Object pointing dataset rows
┏━━

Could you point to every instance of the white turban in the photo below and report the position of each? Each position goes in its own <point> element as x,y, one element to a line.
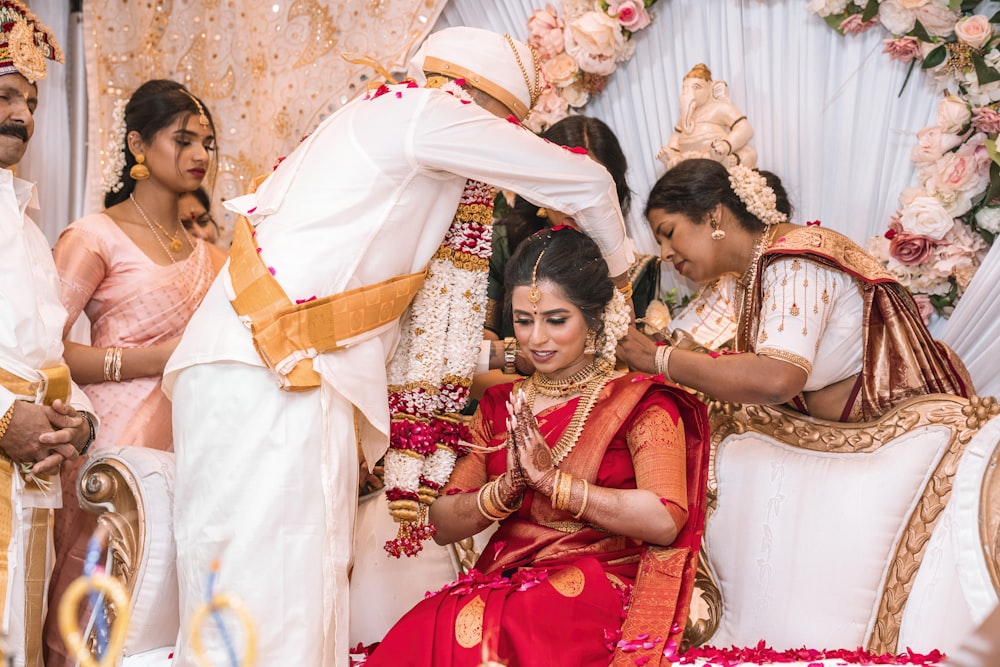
<point>496,64</point>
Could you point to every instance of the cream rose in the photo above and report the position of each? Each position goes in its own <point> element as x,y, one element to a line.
<point>953,114</point>
<point>938,20</point>
<point>896,19</point>
<point>561,70</point>
<point>988,218</point>
<point>545,32</point>
<point>596,41</point>
<point>827,7</point>
<point>925,216</point>
<point>974,30</point>
<point>932,143</point>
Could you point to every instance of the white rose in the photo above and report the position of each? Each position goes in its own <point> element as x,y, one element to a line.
<point>938,20</point>
<point>596,41</point>
<point>953,114</point>
<point>896,19</point>
<point>974,30</point>
<point>925,216</point>
<point>827,7</point>
<point>575,95</point>
<point>988,218</point>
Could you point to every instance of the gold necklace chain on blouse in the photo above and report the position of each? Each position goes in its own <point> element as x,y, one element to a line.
<point>745,282</point>
<point>175,241</point>
<point>589,391</point>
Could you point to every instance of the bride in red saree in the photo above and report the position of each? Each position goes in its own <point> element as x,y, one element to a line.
<point>584,468</point>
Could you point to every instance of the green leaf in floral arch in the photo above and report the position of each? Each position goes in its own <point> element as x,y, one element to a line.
<point>871,9</point>
<point>984,73</point>
<point>935,57</point>
<point>920,32</point>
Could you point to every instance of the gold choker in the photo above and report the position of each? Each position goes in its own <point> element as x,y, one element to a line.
<point>577,383</point>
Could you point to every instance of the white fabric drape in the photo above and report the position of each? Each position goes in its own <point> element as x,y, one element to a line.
<point>826,109</point>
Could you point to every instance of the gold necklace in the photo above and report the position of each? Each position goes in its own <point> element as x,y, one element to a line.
<point>746,281</point>
<point>587,400</point>
<point>577,382</point>
<point>175,241</point>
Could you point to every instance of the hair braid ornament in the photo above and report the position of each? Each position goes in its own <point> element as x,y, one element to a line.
<point>752,189</point>
<point>432,369</point>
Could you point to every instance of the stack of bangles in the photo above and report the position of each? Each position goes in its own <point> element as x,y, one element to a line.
<point>662,360</point>
<point>490,503</point>
<point>113,364</point>
<point>562,492</point>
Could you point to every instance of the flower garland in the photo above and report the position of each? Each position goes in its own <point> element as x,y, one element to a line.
<point>939,236</point>
<point>431,371</point>
<point>759,198</point>
<point>580,50</point>
<point>114,163</point>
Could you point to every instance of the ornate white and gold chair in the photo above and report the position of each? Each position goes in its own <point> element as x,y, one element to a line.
<point>130,489</point>
<point>883,535</point>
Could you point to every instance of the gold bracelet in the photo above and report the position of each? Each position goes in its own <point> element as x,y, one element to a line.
<point>583,505</point>
<point>510,350</point>
<point>554,497</point>
<point>662,361</point>
<point>6,419</point>
<point>109,360</point>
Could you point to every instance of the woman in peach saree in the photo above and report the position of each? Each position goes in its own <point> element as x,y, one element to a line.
<point>593,467</point>
<point>139,277</point>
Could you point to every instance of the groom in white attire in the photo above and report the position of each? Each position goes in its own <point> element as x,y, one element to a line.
<point>267,452</point>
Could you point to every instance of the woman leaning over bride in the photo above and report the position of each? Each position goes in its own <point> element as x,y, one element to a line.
<point>581,466</point>
<point>821,324</point>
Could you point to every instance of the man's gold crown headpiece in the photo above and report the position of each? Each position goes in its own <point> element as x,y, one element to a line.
<point>699,71</point>
<point>25,42</point>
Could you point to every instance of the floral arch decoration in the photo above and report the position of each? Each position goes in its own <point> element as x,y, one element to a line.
<point>946,222</point>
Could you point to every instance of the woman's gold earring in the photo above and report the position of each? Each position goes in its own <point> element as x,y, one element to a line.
<point>139,171</point>
<point>717,234</point>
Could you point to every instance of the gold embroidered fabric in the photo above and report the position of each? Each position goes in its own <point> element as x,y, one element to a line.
<point>269,72</point>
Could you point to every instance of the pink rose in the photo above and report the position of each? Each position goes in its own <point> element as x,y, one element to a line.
<point>560,71</point>
<point>853,25</point>
<point>903,49</point>
<point>545,32</point>
<point>910,249</point>
<point>986,120</point>
<point>924,307</point>
<point>974,30</point>
<point>631,14</point>
<point>932,143</point>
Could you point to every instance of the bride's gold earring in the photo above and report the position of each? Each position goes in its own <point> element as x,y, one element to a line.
<point>717,234</point>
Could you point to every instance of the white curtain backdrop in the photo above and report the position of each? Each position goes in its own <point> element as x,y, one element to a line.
<point>827,113</point>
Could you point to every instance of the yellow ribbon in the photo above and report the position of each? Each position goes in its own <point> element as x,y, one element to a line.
<point>68,622</point>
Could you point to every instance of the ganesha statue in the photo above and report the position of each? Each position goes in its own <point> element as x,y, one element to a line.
<point>710,126</point>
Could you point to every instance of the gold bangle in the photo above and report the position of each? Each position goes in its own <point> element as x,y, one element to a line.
<point>6,419</point>
<point>662,361</point>
<point>583,505</point>
<point>510,350</point>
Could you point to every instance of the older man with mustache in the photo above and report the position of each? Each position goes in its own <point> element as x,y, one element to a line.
<point>44,417</point>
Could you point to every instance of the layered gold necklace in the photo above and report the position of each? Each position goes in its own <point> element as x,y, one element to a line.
<point>588,383</point>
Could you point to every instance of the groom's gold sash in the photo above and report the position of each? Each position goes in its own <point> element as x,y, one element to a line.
<point>288,335</point>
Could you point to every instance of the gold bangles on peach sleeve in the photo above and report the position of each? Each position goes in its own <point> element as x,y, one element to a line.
<point>113,364</point>
<point>662,361</point>
<point>562,493</point>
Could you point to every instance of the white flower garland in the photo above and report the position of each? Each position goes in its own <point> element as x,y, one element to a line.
<point>617,318</point>
<point>752,189</point>
<point>114,156</point>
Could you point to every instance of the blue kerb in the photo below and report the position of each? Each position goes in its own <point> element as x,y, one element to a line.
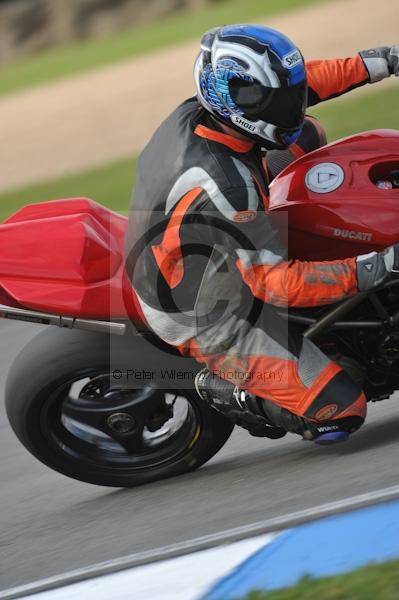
<point>326,547</point>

┗━━

Requirement |
Return the entries word for word, starting at the very first line and going on through the line that contains "<point>496,64</point>", with both of those lines included. Leave the picture out of your answer.

Finished answer |
Could you point to every instance of the white turban in the photo below and report the position of each? Each position goes in its own <point> element as x,y, one element to a line.
<point>496,64</point>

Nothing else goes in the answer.